◆ DATASET RECORDS ◆
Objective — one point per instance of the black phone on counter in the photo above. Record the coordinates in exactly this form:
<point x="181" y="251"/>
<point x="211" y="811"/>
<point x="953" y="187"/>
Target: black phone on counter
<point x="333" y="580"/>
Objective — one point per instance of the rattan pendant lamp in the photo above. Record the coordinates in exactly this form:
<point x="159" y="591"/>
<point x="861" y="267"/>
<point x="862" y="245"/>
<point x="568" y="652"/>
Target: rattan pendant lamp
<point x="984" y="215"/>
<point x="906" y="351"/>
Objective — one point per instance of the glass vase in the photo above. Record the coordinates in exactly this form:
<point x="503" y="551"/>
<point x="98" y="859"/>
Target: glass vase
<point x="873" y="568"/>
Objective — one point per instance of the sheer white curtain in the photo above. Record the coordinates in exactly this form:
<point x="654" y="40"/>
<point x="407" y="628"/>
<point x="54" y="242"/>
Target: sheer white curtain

◆ TASK DIRECTIONS ◆
Please reproduce every line of the material word for word.

◆ COMPLETED EXERCISE ◆
Objective — one point per instance of the black phone on counter in the photo above. Record the coordinates in exactly this form:
<point x="181" y="251"/>
<point x="211" y="811"/>
<point x="953" y="187"/>
Target: black phone on counter
<point x="333" y="580"/>
Objective — one point per instance of the rattan pendant lamp in the photo above. Record the coordinates in exactly this form:
<point x="159" y="591"/>
<point x="861" y="267"/>
<point x="862" y="245"/>
<point x="568" y="652"/>
Target: rattan pendant lamp
<point x="984" y="215"/>
<point x="906" y="351"/>
Objective — one point per instance of the glass vase in the photo above. Record the coordinates in exactly this form:
<point x="503" y="551"/>
<point x="98" y="859"/>
Target: glass vase
<point x="873" y="568"/>
Objective — one point per instance of the sheer white curtain in the photo above. Record the coordinates in exactly this form:
<point x="654" y="40"/>
<point x="407" y="628"/>
<point x="54" y="242"/>
Target: sheer white curtain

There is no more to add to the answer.